Activity
All of the data, from the first line to the last, should be reproduced without alteration.

Dataset
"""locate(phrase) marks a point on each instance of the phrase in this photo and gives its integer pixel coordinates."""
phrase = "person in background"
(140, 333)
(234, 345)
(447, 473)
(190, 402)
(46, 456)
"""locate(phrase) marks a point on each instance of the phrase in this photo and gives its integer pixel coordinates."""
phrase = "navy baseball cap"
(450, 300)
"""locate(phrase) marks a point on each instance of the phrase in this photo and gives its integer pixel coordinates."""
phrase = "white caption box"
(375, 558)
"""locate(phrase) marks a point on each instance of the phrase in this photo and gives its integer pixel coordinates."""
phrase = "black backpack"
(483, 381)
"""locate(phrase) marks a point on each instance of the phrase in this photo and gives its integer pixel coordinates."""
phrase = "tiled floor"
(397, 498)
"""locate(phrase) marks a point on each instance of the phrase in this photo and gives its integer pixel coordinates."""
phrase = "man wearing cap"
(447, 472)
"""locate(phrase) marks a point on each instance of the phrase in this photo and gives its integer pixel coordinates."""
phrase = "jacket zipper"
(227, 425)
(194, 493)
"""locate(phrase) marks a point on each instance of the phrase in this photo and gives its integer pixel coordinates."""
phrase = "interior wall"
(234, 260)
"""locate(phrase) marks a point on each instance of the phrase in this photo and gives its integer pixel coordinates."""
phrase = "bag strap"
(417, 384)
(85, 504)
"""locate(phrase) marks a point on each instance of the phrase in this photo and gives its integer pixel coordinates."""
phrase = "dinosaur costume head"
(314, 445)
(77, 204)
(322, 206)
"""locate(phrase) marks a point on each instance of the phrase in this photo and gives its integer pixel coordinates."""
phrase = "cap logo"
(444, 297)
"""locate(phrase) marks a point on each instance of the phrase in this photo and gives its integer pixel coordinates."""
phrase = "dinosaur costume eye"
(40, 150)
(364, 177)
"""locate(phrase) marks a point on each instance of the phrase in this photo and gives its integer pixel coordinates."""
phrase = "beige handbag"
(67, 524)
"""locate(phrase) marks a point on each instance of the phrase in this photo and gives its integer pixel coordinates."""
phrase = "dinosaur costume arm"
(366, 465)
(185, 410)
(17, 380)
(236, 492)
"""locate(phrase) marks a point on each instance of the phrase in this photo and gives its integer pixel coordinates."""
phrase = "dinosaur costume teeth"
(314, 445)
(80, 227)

Task answer
"""locate(phrase) marks a point on each instance of the phrase in this photo and gives its integer pixel coordinates."""
phrase = "person in background"
(140, 333)
(234, 345)
(447, 473)
(190, 402)
(46, 456)
"""locate(phrase) marks a point on each instance of the phrase in this photo and gives its integer pixel coordinates."""
phrase = "navy baseball cap"
(450, 300)
"""locate(phrase) marks a point on each instance of the phrase in this photo and gives its integer pixel coordinates."""
phrase = "white caption box"
(375, 558)
"""locate(phrase) marks a point on each instance of the phrase in this photo and gives its integer pixel coordinates."""
phrase = "black backpack"
(483, 381)
"""locate(phrase) marks a point on each instance of the phrase in this photo and gives its integer pixel coordinates."""
phrase = "tiled floor"
(397, 498)
"""locate(phrase) marks a point on each instance of the phrase in this photo and gives its integer pixel coordinates."""
phrase = "man wearing cap"
(447, 472)
"""locate(phrase) marks a point on each instance of the phrase in this photo and gives its integer pixel coordinates."""
phrase = "jacket zipper"
(227, 425)
(194, 493)
"""locate(phrase) marks a point on each instance of the phrase in this photo and gives its integer pixel coordinates."""
phrase = "interior wall"
(234, 260)
"""locate(phrase) marks a point on each instance of the phrase in this photo and gives its integer pixel coordinates."""
phrase = "bag strap"
(417, 384)
(85, 504)
"""locate(phrase) marks a point on each instance of the phrase in this photo and gives its integer pixel coordinates."""
phrase = "dinosaur costume head"
(314, 445)
(77, 204)
(322, 206)
"""locate(phrase) marks a point on each instance of the phrase in this photo and gives its integer pixel coordinates."""
phrase = "cap logo"
(444, 297)
"""locate(phrase) marks a point on each instance of the phrase in this photo and gives its integer pixel coordinates."""
phrase = "dinosaur costume eye"
(40, 150)
(364, 177)
"""locate(phrase) marks a point on each instance of the phrase in this photo and gives its integer pixel coordinates."""
phrase = "beige handbag"
(67, 524)
"""locate(phrase) marks a point on each instance of the phrase in this photo and gives its integer pixel coordinates."""
phrase = "dinosaur costume arm"
(366, 465)
(185, 410)
(17, 380)
(236, 492)
"""locate(phrase) marks a point on each instance of the phrase in this photo and gives its integer pixel coordinates."""
phrase = "dinosaur costume teeth"
(314, 445)
(80, 227)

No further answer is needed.